▶ _What you are asked to do_: What is needed is every line, exactly as given, from the line containing "Identify each instance of the license" through the end of the data below.

=== Record set ===

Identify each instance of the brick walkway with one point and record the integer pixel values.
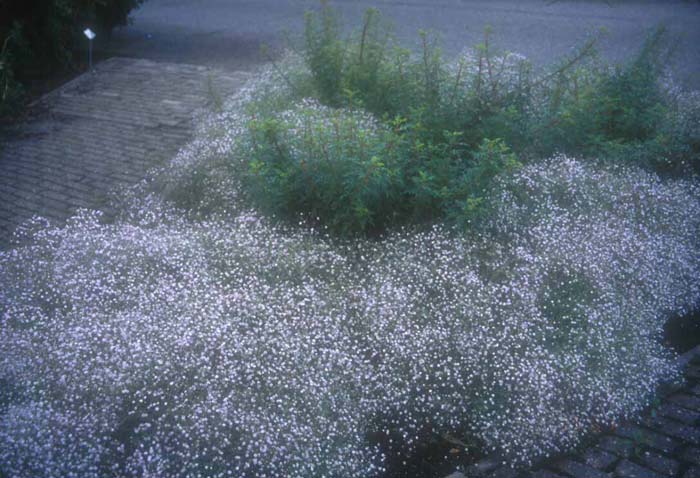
(109, 127)
(103, 129)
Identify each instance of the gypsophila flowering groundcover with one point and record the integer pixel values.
(195, 337)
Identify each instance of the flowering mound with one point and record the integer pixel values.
(164, 345)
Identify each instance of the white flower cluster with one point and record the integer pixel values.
(170, 346)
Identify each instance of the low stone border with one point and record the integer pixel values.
(664, 443)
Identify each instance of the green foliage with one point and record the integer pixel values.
(449, 128)
(331, 166)
(38, 37)
(10, 90)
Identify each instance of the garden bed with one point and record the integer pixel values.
(367, 251)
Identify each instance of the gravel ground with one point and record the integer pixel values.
(229, 33)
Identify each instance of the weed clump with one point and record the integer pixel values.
(454, 125)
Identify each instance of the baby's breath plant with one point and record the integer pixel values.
(195, 336)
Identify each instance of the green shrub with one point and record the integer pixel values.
(11, 92)
(338, 167)
(454, 125)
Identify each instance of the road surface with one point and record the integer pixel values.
(229, 33)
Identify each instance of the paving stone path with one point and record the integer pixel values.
(104, 129)
(665, 443)
(109, 127)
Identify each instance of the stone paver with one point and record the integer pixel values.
(662, 444)
(103, 129)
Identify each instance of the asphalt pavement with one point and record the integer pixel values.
(229, 33)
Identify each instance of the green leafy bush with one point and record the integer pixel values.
(454, 125)
(338, 167)
(39, 37)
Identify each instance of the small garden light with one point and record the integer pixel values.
(90, 36)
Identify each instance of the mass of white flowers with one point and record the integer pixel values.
(215, 344)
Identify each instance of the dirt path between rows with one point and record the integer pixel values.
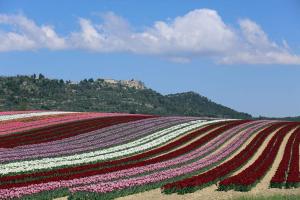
(209, 193)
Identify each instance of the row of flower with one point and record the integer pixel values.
(8, 127)
(250, 176)
(293, 176)
(31, 114)
(142, 144)
(280, 177)
(133, 161)
(61, 131)
(220, 172)
(218, 152)
(109, 136)
(53, 185)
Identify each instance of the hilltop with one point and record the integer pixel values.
(104, 95)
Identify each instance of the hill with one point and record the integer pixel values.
(38, 92)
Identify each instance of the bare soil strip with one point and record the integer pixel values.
(262, 189)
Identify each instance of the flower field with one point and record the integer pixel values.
(49, 154)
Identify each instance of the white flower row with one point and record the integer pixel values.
(26, 115)
(136, 146)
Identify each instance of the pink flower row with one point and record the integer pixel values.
(156, 176)
(11, 127)
(103, 187)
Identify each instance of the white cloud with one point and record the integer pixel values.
(200, 33)
(256, 48)
(27, 35)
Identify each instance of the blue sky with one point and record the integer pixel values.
(244, 55)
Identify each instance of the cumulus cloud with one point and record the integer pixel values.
(200, 33)
(26, 35)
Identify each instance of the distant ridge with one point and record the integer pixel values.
(104, 95)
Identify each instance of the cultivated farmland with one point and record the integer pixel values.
(51, 154)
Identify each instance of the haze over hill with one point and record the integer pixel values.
(38, 92)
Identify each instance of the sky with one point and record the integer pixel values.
(242, 54)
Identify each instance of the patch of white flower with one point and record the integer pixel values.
(142, 144)
(27, 115)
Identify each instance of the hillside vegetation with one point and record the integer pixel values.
(37, 92)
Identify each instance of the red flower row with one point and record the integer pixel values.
(57, 132)
(116, 165)
(218, 173)
(293, 179)
(246, 179)
(279, 179)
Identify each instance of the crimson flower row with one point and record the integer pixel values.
(218, 173)
(115, 165)
(247, 178)
(279, 179)
(62, 131)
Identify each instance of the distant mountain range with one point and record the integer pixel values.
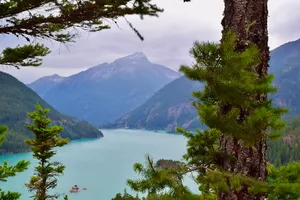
(45, 84)
(168, 108)
(17, 100)
(171, 105)
(107, 91)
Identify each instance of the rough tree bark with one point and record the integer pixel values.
(239, 14)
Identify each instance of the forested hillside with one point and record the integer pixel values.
(287, 149)
(16, 100)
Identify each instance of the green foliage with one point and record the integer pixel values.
(16, 101)
(7, 171)
(46, 138)
(287, 149)
(285, 182)
(54, 20)
(231, 80)
(231, 83)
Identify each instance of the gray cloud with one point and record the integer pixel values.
(167, 38)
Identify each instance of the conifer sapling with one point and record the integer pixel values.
(46, 138)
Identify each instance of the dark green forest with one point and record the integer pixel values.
(16, 101)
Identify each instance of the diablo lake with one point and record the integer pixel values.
(102, 165)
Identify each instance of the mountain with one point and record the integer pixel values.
(17, 100)
(106, 92)
(45, 84)
(168, 108)
(287, 78)
(285, 56)
(171, 107)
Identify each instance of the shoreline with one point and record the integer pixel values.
(71, 141)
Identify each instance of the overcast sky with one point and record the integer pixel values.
(167, 38)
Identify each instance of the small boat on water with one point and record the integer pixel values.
(74, 189)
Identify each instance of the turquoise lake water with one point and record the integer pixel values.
(102, 165)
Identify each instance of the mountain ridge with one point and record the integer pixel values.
(107, 91)
(284, 63)
(17, 100)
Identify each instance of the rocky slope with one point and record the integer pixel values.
(106, 92)
(171, 107)
(17, 100)
(45, 84)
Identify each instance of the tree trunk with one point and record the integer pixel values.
(238, 15)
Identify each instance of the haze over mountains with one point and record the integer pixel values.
(16, 100)
(107, 91)
(132, 92)
(171, 106)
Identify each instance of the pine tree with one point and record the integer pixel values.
(46, 138)
(52, 19)
(248, 19)
(7, 171)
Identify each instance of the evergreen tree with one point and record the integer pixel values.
(52, 19)
(46, 138)
(227, 77)
(248, 19)
(7, 171)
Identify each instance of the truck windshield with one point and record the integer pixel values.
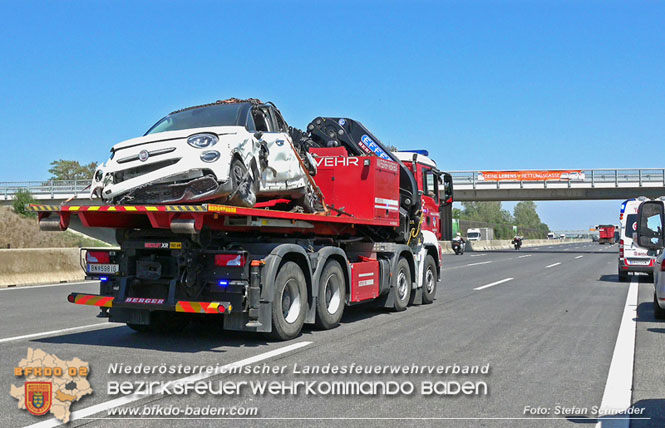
(200, 117)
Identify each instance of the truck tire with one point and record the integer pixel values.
(430, 280)
(332, 296)
(243, 185)
(658, 312)
(402, 285)
(289, 303)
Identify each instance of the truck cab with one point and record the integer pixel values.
(436, 188)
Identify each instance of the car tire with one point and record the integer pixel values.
(332, 296)
(430, 280)
(244, 187)
(289, 304)
(403, 285)
(658, 312)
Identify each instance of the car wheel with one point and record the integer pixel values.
(402, 285)
(658, 312)
(332, 296)
(289, 303)
(244, 189)
(430, 280)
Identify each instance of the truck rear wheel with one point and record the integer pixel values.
(402, 285)
(332, 296)
(289, 303)
(430, 280)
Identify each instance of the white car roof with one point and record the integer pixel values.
(408, 157)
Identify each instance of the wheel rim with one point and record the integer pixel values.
(429, 280)
(332, 294)
(291, 301)
(402, 286)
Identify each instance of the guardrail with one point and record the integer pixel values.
(647, 177)
(644, 176)
(50, 189)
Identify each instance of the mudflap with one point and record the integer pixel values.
(237, 321)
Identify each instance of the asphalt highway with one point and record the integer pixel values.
(553, 324)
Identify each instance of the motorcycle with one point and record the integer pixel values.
(459, 247)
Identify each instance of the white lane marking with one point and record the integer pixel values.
(117, 402)
(494, 283)
(618, 388)
(32, 287)
(479, 263)
(64, 330)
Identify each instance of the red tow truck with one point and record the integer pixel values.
(268, 270)
(606, 234)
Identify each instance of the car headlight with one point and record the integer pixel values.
(201, 141)
(210, 156)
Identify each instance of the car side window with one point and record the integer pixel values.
(262, 120)
(281, 124)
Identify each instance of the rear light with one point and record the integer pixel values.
(98, 257)
(230, 260)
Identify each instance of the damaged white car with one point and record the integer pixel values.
(231, 151)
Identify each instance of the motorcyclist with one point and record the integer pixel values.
(459, 244)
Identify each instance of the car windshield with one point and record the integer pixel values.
(200, 117)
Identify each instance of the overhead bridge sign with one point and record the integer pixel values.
(556, 175)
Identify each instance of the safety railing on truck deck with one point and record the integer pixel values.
(591, 177)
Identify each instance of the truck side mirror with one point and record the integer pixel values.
(649, 232)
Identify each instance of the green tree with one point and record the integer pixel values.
(21, 198)
(71, 170)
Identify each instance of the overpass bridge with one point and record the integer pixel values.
(468, 186)
(591, 184)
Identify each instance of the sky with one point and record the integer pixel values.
(480, 84)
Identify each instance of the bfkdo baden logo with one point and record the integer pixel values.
(51, 384)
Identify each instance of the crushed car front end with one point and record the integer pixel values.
(190, 165)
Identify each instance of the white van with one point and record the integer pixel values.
(631, 257)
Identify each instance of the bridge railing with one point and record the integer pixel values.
(591, 177)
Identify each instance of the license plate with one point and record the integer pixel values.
(103, 268)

===

▶ _Output for this task_:
Identify each instance of the license plate with one point and record the integer pixel values.
(103, 268)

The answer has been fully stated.